--- SET TASK ---
Please print exactly the lines running from the one that contains "task | put one marker on every instance of the glass" to the end of the data, with both lines included.

Excerpts of pointing data:

☆ ☆ ☆

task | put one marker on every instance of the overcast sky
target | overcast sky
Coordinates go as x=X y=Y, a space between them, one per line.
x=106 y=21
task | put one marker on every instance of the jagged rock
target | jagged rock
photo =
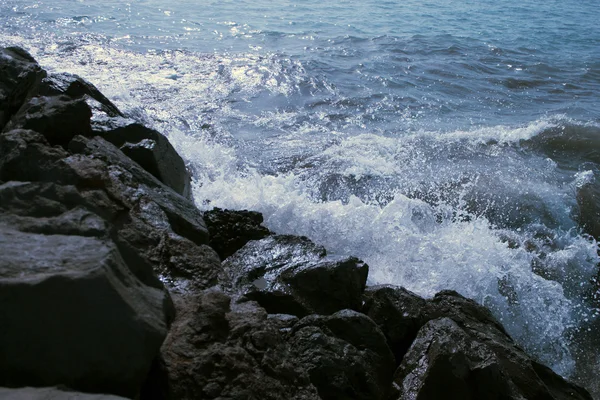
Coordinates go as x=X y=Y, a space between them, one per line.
x=230 y=230
x=532 y=379
x=73 y=314
x=399 y=313
x=444 y=362
x=19 y=76
x=58 y=118
x=219 y=350
x=76 y=87
x=149 y=148
x=51 y=394
x=485 y=353
x=128 y=182
x=345 y=354
x=186 y=265
x=292 y=275
x=27 y=156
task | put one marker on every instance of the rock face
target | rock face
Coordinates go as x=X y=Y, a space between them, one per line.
x=345 y=354
x=292 y=275
x=110 y=282
x=457 y=349
x=217 y=349
x=20 y=76
x=70 y=301
x=85 y=231
x=231 y=230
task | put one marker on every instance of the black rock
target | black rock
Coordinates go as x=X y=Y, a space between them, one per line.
x=76 y=87
x=58 y=118
x=73 y=314
x=399 y=313
x=150 y=149
x=444 y=362
x=345 y=354
x=292 y=275
x=230 y=230
x=20 y=76
x=216 y=350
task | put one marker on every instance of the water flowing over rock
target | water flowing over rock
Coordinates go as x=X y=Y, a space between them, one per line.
x=231 y=230
x=112 y=282
x=345 y=354
x=292 y=275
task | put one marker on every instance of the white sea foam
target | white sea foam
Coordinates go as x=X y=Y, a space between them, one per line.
x=329 y=187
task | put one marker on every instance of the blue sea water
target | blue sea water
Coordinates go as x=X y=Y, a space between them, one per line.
x=447 y=143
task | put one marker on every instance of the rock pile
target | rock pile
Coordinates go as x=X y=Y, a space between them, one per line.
x=112 y=282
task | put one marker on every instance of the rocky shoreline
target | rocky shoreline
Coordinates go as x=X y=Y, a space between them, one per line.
x=113 y=283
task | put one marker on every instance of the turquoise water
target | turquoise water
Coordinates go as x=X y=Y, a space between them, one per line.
x=444 y=142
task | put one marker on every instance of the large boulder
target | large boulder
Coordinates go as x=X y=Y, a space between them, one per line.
x=20 y=75
x=220 y=350
x=444 y=362
x=452 y=346
x=345 y=354
x=74 y=314
x=58 y=118
x=398 y=312
x=292 y=275
x=149 y=148
x=230 y=230
x=51 y=394
x=76 y=87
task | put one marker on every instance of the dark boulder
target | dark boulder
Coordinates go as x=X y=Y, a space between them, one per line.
x=216 y=349
x=73 y=314
x=187 y=266
x=51 y=394
x=292 y=275
x=149 y=148
x=398 y=312
x=27 y=156
x=457 y=348
x=345 y=354
x=58 y=118
x=531 y=379
x=230 y=230
x=129 y=183
x=76 y=87
x=445 y=362
x=20 y=75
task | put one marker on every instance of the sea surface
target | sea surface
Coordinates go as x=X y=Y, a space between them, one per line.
x=449 y=144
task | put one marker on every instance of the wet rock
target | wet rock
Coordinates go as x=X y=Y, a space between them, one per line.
x=444 y=362
x=27 y=156
x=73 y=314
x=216 y=350
x=76 y=87
x=345 y=354
x=459 y=350
x=150 y=149
x=58 y=118
x=531 y=379
x=128 y=182
x=231 y=230
x=51 y=394
x=292 y=275
x=20 y=75
x=398 y=312
x=186 y=265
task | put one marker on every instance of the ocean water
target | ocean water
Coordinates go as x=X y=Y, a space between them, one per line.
x=449 y=144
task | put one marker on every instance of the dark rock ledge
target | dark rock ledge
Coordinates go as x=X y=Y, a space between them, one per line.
x=111 y=282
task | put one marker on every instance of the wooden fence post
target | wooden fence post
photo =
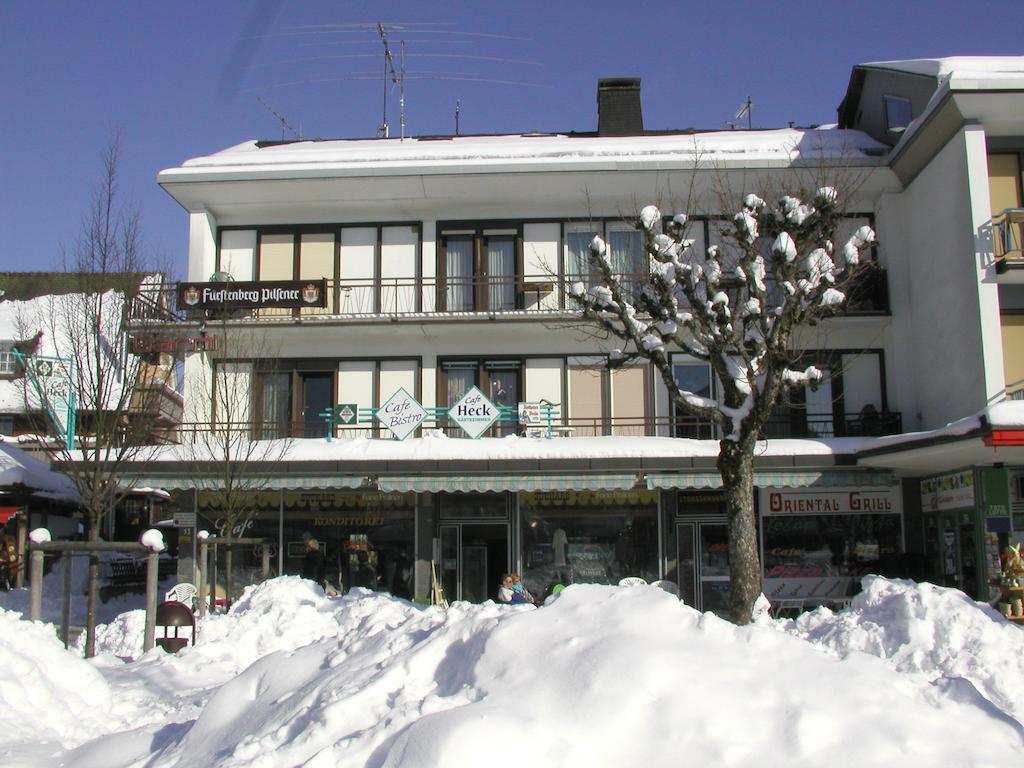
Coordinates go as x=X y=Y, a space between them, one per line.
x=36 y=593
x=152 y=576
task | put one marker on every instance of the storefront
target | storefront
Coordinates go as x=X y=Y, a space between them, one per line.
x=593 y=537
x=968 y=522
x=367 y=537
x=818 y=542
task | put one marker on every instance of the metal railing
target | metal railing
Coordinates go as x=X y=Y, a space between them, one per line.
x=452 y=297
x=1008 y=236
x=795 y=425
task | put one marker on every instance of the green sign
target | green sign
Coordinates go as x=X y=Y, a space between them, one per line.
x=346 y=413
x=994 y=493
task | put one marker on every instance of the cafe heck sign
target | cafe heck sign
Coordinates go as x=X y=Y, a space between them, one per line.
x=287 y=294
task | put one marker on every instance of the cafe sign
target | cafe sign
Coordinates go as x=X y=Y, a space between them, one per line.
x=286 y=294
x=401 y=414
x=474 y=413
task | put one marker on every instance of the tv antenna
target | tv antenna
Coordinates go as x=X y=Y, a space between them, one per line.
x=747 y=109
x=285 y=125
x=397 y=77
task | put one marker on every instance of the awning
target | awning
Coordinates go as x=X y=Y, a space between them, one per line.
x=773 y=478
x=466 y=483
x=291 y=482
x=7 y=512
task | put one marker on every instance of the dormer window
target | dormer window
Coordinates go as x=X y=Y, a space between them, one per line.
x=8 y=363
x=898 y=113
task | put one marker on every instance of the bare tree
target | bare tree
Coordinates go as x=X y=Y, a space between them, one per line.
x=221 y=439
x=737 y=309
x=122 y=402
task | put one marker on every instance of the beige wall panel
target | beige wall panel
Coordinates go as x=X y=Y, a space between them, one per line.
x=238 y=253
x=358 y=265
x=315 y=261
x=1013 y=347
x=630 y=399
x=398 y=247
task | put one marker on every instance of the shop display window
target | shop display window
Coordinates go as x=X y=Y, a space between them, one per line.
x=588 y=537
x=829 y=546
x=367 y=537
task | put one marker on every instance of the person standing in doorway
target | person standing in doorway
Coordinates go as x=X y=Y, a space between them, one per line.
x=312 y=563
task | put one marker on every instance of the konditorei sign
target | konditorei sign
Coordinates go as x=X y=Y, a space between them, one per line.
x=285 y=294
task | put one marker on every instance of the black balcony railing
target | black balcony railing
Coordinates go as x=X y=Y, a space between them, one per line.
x=796 y=424
x=398 y=297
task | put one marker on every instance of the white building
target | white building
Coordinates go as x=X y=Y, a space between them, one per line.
x=443 y=261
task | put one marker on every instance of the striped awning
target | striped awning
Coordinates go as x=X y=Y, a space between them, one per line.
x=286 y=482
x=466 y=483
x=773 y=478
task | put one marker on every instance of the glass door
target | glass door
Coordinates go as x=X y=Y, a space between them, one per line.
x=474 y=555
x=315 y=399
x=702 y=552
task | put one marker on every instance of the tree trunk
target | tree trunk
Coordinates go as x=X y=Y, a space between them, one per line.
x=735 y=463
x=90 y=605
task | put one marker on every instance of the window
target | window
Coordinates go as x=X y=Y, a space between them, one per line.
x=626 y=253
x=272 y=406
x=500 y=380
x=479 y=270
x=8 y=363
x=898 y=115
x=694 y=377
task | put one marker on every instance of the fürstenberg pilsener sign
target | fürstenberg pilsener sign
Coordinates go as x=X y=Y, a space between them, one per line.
x=253 y=295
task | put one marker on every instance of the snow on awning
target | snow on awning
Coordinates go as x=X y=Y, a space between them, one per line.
x=291 y=482
x=774 y=478
x=468 y=483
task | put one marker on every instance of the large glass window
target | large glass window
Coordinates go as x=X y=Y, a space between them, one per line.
x=479 y=270
x=694 y=377
x=596 y=537
x=273 y=404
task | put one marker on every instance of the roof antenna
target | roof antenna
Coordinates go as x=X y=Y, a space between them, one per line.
x=284 y=122
x=747 y=109
x=397 y=78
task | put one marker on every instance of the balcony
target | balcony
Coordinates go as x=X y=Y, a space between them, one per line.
x=794 y=425
x=1008 y=237
x=437 y=298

☆ ☆ ☆

--- RESPONSE TO THE EXERCISE ---
task | put one marker on every instance of the glass door
target | glass door
Coordinates go as x=X y=Y, a space between them, one per line.
x=474 y=555
x=315 y=399
x=702 y=552
task | put one marker on every instance of the tree trunk
target | tree trunk
Coordinates go as x=X y=Y, a space between them, one per line.
x=735 y=463
x=90 y=605
task | put one marker on every instance of the window
target | window
Coordinates go as x=X y=Y, a space between them, one per line.
x=626 y=253
x=272 y=406
x=500 y=380
x=479 y=270
x=8 y=363
x=898 y=115
x=694 y=377
task | put one marker on every instance of the fürstenberg pilsener sign
target | fürstenberg pilsener sign
Coordinates go as x=X y=Y, a space between them, one per line.
x=253 y=295
task | put one marker on every instance of the snow on awning
target | snow on awning
Coordinates go as x=X y=Y, a space between them, one per line.
x=291 y=482
x=774 y=478
x=468 y=483
task | put one marker on every instance of the large glass window
target | large glass window
Coordinates go as x=X y=Y, a space between them, one per line.
x=479 y=270
x=694 y=377
x=596 y=537
x=273 y=404
task | put one marker on every instance of the roof antenna
target | roof antenna
Coordinates go as x=X y=Y, a space between them, one per line.
x=284 y=122
x=747 y=109
x=397 y=78
task | put one marker on every instance of the balcony
target | balcony
Coordinates go as x=X y=Y, a space between them, one per line.
x=794 y=425
x=1008 y=237
x=437 y=298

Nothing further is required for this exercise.